- Set problem: Rewrite the lines from the one with "Where can you see the green" through the one with "[[305, 196]]", substituting "green foliage" for "green leaf" and leaving everything else unchanged. Give only those lines.
--- Task material ---
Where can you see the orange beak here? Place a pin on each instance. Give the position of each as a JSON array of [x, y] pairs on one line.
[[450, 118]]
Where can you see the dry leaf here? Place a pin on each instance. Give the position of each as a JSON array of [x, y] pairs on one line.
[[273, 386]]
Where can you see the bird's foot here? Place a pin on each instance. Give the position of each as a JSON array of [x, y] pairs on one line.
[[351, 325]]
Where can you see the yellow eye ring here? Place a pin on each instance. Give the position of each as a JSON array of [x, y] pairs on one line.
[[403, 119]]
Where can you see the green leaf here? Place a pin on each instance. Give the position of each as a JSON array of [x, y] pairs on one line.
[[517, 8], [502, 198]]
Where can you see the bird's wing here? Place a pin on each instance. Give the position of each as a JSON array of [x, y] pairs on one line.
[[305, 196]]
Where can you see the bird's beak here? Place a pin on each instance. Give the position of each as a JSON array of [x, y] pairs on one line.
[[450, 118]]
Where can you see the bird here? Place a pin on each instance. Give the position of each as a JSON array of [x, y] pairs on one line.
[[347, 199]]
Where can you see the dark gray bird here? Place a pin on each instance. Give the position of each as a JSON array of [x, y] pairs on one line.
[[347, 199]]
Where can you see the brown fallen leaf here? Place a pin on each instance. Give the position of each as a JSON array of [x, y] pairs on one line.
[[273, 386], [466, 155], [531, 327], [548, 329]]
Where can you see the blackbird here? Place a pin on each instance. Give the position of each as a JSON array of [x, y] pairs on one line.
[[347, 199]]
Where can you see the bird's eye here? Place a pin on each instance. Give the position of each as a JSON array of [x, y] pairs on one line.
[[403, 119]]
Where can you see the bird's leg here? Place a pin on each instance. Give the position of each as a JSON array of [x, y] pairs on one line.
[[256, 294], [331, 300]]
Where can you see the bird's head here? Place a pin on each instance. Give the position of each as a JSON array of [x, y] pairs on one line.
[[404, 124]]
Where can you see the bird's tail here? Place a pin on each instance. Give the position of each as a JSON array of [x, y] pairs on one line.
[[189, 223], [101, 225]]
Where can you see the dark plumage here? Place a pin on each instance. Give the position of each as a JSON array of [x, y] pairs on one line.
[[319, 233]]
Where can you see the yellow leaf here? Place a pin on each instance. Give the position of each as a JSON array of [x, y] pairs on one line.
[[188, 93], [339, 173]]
---
- Response to this task:
Where can you see the green foliage here? Place a pin on each instance. Give the position of each as a JSON array of [x, y] pairs on one line.
[[517, 8], [502, 198]]
Where can you see the bird's wing here? Place a pin on each instance. Give the position of each as a JSON array of [x, y] pairs on one line.
[[305, 196]]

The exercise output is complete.